Record excerpts >>

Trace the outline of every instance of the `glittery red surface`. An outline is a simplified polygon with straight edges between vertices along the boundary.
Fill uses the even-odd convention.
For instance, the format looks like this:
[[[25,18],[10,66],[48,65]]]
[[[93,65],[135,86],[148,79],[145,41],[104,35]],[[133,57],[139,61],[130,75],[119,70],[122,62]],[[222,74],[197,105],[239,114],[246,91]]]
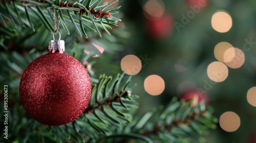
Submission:
[[[74,121],[90,101],[91,81],[85,68],[65,53],[49,53],[26,68],[19,96],[28,114],[46,125],[58,126]]]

Problem requirements >> Rewrite the lines of the records above as a numbered list, omitting blank lines and leaving the pictures out of the answer.

Task response >>
1. Trace the outline of every instance of the `glittery red surface`. An outline is a simplified polygon with straight edges between vertices along the boundary.
2. Fill uses the even-odd convention.
3. For instance, the format looks like this:
4. [[[25,18],[10,66],[48,65]]]
5. [[[93,65],[135,86],[148,79],[145,41],[104,35]],[[133,57],[139,61],[130,75],[119,70],[122,62]],[[222,74],[197,105],[239,114],[246,91]]]
6. Submission:
7. [[[74,121],[90,101],[91,81],[85,68],[65,53],[49,53],[26,68],[19,96],[28,114],[46,125],[58,126]]]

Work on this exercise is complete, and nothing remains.